## Document text:
= = = = =
General Functionality

This chapter describes the functionality of File Masking in more detail.

Creating a masking configuration

Before a run can be started a configuration file must be created. This configuration file specifies which which parts of the input file must be masked.

Configuration files are placed in the ‘conf’ folder. The following examples showing the different masking functions available.

List of available functions:

Function	Explanation
blank	Sets the value of the matching element to the empty string
scramble	Replaces any 'normal' character with 'x', and any digit with '1'
random-number	Replaces the value with a random number
shuffle	Makes a list of all (unique) values for this path in this file. This list is then shuffled and used as lookup table. Each value is then substituted with the value from this lookup table
random-iban	Replaces the value with a random IBAN bank account number
replace	Replaces the value with the new value if and only if the match property matches the current value.
random-datetime	Replaces a date or date-time field with a (partly) randomized date or date-time
lookup	Replaces a particular set of values with a new set of values using a lookup table
sum	aggregate function adds all (integer) values of all the xml element matching the "source" path and puts the result in all xml elements matching the "target" path.
count	Aggregate function counts the number of xml elements matching the "source" path and puts the result in all the xml element matching the "target" path.

The configuration file uses a special kind of JSON syntax called _HOCON_. This is a kind of JSON syntax but much more relaxed in the syntax it accepts.
See HOCON (Human-Optimized Config Object Notation) for a complete description of the configuration syntax.

There are four sections in the configuration file:

license - To specify the license.
format - To specify the file format.
functions - Specifying the masking functions.
db - Optional properties to specify database connection.

Example configuration file:

CODE

license = "DPFPRV-1.0-invalid_license-PRV-000-00000000-000000000000-000000"

format.type: "csv"
format.encoding = "utf-8"
format.csv: {
    fieldSeparator = "auto"
    recordSeparator = "auto"
    hasHeader = false
}

functions: [
    {
        function: "blank"
        columns: [3]
    }
    {
        function: "shuffle"
        columns: [4]
	}
]

As the supported file types (xml, csv and flr) are very different, the configuration of the masking functions need different properties depending on the file type.

XML

For xml files, (almost) each function must specify the 'path' property. The 'path' property uses a (subset) of XPath expressions to specify the xml element in the input file on which to apply this function.

The following syntax is accepted for 'path' properties:

`/node1`	matches with the direct child node named "node1"
`//node1`	matches with the direct or indirect child node named "node1"
`/node1/@attr1`	matches with an attribute "attr1" on node "node1"
`/node1/[@attr1]`	matches with an element named "node1" that has an attribute "attr1"
`/node1[text()='abc']`	matches with an element named "node1" that has content equal to "abc"
= = = = =
## Data lines:

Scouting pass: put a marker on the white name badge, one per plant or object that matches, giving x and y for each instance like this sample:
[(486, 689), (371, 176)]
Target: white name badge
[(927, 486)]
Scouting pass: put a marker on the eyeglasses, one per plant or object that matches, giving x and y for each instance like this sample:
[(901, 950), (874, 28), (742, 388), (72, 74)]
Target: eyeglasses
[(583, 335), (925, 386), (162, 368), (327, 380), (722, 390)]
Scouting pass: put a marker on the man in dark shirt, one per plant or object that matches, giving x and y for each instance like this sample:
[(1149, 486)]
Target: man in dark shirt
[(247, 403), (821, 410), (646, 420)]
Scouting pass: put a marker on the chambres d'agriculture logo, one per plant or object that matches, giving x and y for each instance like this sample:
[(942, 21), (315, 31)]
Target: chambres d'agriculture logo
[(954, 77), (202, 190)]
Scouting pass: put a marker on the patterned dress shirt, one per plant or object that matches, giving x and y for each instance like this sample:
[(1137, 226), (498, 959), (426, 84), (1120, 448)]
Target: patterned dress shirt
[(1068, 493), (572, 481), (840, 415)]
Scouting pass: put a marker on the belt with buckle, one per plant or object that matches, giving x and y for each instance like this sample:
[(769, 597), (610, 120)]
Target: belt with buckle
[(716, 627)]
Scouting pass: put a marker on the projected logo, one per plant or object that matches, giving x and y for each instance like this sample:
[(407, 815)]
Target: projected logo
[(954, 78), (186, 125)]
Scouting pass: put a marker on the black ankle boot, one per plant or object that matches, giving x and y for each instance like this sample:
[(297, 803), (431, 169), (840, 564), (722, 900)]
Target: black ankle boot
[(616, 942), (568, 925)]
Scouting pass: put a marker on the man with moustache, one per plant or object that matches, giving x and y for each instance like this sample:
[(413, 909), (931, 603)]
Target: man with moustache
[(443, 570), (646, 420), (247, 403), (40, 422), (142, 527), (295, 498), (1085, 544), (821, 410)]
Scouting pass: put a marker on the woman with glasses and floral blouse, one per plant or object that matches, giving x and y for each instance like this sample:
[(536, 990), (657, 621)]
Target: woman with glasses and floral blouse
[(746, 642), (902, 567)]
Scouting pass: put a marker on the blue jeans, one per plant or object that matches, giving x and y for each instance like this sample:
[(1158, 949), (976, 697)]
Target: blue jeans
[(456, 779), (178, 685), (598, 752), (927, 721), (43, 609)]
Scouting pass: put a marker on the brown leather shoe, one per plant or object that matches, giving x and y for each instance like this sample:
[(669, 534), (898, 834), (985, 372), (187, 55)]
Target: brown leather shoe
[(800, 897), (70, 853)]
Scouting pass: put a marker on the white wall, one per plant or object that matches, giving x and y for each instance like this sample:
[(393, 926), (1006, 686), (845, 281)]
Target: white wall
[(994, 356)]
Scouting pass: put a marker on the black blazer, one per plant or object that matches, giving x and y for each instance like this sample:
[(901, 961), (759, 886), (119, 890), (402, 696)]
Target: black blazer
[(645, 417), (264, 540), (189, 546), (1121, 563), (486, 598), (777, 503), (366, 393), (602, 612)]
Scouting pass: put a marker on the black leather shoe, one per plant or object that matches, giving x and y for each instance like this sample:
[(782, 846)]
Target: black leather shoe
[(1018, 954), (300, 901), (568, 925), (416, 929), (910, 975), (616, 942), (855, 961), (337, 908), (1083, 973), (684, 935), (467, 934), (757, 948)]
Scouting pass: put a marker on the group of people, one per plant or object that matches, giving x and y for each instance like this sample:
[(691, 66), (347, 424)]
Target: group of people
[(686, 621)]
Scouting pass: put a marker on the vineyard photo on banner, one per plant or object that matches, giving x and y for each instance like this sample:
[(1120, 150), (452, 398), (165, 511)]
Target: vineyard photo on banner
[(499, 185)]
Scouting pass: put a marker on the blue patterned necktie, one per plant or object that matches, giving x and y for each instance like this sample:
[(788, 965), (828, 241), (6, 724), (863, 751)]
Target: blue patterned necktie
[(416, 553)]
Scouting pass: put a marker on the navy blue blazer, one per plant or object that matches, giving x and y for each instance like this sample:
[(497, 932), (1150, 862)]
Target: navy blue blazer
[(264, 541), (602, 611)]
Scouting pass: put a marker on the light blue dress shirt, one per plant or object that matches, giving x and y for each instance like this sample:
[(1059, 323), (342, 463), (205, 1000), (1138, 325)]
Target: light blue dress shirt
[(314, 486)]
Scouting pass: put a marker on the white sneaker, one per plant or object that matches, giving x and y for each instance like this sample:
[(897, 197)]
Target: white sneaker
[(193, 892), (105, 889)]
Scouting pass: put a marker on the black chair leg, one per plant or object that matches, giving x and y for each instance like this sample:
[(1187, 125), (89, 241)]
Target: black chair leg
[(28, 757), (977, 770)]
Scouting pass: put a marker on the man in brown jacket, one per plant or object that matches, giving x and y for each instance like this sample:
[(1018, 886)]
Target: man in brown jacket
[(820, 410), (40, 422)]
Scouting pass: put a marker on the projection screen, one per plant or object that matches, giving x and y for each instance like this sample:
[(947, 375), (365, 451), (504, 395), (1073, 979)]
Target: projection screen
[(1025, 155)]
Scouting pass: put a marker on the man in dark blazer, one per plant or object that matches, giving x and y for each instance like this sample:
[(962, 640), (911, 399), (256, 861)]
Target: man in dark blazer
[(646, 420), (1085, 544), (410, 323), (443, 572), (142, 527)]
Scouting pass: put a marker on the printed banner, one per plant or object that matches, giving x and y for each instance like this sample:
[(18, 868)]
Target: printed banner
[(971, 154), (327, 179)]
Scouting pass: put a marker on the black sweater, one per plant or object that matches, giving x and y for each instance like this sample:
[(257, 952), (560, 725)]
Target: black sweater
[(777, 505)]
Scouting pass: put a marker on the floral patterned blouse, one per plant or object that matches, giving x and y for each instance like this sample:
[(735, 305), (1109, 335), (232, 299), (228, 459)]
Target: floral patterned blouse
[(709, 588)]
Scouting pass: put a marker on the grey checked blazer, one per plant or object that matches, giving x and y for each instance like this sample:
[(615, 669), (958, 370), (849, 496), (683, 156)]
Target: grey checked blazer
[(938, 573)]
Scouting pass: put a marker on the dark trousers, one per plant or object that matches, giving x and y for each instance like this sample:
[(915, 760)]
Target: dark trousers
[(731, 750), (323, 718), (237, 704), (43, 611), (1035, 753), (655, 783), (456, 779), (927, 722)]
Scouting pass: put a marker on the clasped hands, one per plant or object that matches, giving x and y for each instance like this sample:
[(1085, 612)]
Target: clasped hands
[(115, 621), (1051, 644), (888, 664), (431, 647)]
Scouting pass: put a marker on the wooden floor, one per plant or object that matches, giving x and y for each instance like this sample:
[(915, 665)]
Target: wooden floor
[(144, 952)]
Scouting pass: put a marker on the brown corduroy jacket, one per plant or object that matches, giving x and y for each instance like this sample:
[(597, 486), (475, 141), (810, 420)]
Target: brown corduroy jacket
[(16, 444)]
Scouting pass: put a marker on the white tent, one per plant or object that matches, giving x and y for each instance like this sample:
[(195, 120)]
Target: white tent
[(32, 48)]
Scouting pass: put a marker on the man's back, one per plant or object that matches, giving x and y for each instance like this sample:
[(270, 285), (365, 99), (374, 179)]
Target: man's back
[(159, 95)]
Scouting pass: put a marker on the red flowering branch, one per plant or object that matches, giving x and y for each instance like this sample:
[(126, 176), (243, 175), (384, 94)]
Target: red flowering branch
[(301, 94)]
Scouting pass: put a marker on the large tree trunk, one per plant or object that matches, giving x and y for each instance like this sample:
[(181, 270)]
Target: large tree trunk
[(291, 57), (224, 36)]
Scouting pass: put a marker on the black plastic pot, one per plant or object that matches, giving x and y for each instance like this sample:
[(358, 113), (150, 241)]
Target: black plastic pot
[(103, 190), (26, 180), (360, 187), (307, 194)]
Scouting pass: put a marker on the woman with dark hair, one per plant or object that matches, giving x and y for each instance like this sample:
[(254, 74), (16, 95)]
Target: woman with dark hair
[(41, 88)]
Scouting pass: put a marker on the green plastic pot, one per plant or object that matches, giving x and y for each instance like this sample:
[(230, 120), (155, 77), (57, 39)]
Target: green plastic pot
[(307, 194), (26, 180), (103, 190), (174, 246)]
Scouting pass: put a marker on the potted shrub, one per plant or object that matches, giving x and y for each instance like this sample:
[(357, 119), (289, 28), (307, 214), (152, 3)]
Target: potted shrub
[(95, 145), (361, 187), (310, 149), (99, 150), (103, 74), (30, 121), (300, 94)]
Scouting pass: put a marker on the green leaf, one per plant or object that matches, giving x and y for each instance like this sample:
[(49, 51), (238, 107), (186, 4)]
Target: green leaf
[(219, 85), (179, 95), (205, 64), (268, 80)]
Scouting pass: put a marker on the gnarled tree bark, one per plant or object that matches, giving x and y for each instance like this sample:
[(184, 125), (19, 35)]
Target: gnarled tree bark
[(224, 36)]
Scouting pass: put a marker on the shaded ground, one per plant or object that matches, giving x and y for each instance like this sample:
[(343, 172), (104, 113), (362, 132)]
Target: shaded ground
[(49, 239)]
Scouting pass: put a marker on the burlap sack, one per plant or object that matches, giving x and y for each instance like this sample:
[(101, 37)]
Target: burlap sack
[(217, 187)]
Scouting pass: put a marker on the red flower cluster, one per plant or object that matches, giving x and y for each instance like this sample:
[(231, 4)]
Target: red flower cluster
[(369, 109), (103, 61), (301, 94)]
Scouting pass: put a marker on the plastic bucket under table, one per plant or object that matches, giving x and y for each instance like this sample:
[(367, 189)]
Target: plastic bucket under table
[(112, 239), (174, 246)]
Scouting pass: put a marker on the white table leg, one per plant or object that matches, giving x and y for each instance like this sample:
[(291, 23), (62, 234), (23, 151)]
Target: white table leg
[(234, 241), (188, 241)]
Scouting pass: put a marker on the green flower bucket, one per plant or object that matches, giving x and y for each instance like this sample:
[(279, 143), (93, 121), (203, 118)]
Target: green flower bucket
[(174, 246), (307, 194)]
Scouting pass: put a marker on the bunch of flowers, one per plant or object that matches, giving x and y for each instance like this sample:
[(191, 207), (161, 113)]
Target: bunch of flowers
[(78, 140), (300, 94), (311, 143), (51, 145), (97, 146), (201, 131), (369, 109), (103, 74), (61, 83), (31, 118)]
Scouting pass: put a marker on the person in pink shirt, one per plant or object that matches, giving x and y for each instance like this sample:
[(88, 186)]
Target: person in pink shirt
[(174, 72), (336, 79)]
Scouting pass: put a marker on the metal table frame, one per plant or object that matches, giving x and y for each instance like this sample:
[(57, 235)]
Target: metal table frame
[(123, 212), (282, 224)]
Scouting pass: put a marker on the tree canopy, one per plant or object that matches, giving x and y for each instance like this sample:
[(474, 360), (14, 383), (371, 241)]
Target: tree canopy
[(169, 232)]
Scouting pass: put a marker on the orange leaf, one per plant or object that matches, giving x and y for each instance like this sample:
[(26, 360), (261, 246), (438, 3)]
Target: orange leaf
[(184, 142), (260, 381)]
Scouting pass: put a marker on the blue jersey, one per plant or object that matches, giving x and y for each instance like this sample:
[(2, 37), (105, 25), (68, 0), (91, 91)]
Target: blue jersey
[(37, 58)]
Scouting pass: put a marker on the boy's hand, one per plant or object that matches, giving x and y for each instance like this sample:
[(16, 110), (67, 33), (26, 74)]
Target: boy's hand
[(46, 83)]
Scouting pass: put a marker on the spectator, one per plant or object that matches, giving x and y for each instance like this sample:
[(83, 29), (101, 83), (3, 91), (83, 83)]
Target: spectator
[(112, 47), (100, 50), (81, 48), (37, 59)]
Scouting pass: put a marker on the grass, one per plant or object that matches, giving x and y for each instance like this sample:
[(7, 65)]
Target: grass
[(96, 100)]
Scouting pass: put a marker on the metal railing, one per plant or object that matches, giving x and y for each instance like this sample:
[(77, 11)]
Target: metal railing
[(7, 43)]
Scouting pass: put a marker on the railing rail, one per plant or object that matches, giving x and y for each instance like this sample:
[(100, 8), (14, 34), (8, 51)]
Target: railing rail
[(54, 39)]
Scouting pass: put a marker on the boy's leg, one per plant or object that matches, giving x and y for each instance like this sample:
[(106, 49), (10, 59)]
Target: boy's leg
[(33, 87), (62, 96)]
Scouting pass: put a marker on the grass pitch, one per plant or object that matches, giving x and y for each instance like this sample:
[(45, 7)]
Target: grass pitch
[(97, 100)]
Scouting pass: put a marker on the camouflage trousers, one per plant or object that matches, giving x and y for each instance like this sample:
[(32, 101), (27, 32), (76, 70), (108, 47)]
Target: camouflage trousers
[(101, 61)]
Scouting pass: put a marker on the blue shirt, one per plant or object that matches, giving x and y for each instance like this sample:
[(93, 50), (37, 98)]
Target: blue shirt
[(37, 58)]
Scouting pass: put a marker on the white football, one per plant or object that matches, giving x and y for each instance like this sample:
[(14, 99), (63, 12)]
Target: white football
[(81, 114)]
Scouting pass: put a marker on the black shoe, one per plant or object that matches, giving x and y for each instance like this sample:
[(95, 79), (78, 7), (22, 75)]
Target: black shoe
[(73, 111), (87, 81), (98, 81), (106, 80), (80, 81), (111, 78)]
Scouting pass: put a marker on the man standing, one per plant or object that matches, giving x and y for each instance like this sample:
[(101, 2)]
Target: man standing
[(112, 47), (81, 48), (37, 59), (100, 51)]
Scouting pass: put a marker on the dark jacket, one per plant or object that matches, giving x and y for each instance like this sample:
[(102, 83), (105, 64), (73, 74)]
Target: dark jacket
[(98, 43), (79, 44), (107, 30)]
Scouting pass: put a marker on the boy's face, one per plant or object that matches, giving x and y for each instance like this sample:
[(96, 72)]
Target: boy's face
= = = = =
In the File Masking documentation, what does the scramble function replace ordinary characters and digits with?

It replaces any normal character with "x" and any digit with "1".